▶ **Exercise details**: The lines to find are those in the entries that hold the word "this"; copy every one of them.

▶ **Dataset records**:
/---

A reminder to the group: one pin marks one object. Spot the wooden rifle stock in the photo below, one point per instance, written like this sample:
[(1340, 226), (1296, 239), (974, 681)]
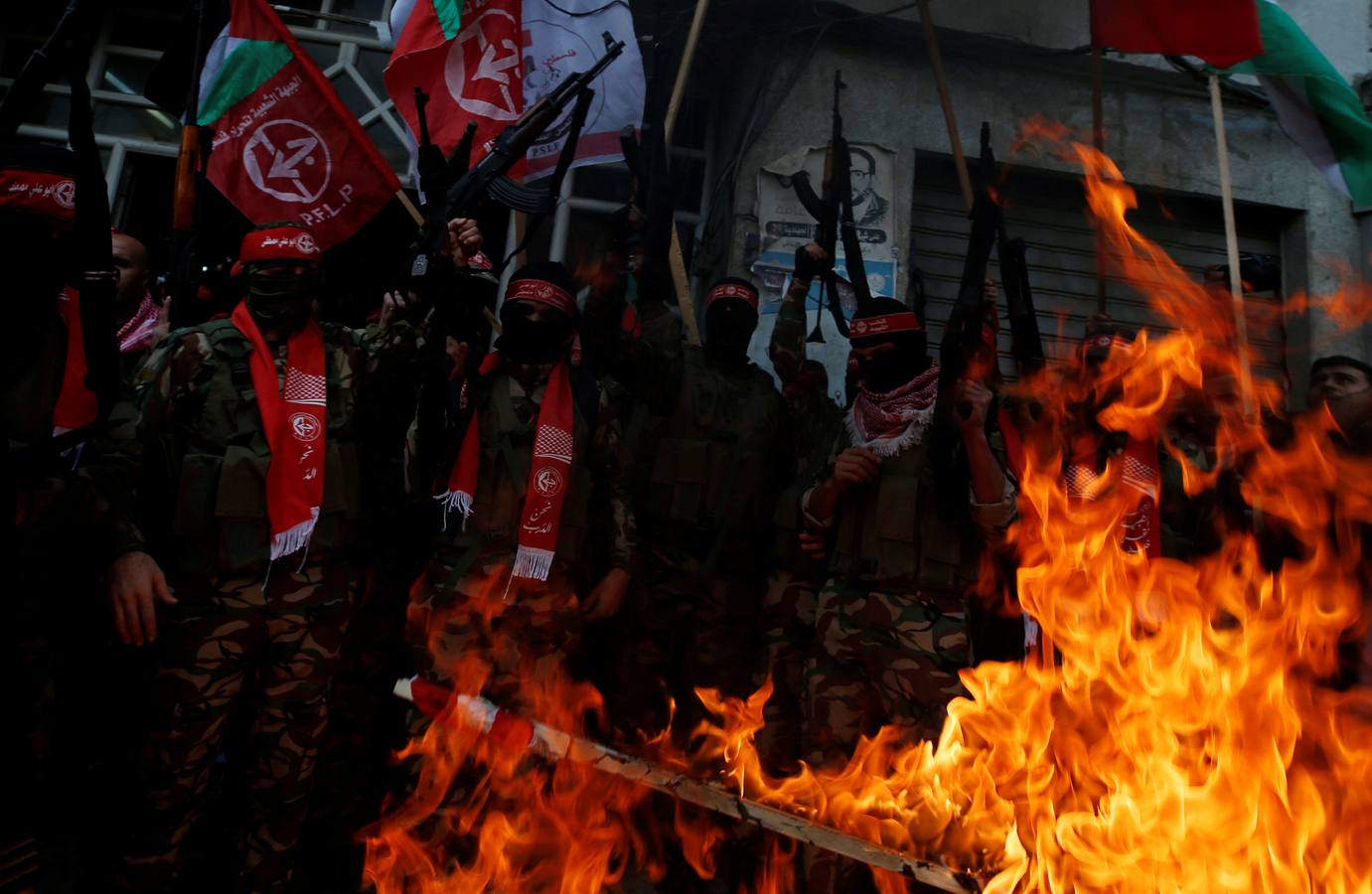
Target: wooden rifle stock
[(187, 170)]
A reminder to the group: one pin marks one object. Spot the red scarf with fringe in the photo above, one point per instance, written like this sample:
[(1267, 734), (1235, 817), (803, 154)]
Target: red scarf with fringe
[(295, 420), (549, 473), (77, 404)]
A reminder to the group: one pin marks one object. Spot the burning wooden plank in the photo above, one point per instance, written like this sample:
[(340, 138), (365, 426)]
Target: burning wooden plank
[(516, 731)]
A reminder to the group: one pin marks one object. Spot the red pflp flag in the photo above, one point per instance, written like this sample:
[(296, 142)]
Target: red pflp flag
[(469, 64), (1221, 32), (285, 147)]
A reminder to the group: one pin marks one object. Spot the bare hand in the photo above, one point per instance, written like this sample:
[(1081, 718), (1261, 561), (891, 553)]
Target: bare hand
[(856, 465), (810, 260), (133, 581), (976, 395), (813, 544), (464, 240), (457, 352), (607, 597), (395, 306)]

\---

▶ **Solution**:
A reminder to the group: one pin marks one object. Spot the wooden rifle stock in the photo below, one point per instance, written like this sample:
A reminder to the group: one pin marks one object. Spot the red scarf with fringe in the photo above, one point per instance, written like this sample:
A reminder to the group: one pin marks one object. Spot the burning wooden plank in the photo above, one point per instance, written like this sample:
A reminder to the group: one pin marks one object. Spot the red pflp flag in the photo above, one point per instance, written like this sample:
A reminder to the group: one pin marks one object. Spot the bare hand in the photo above, one point per instance, written like this sample:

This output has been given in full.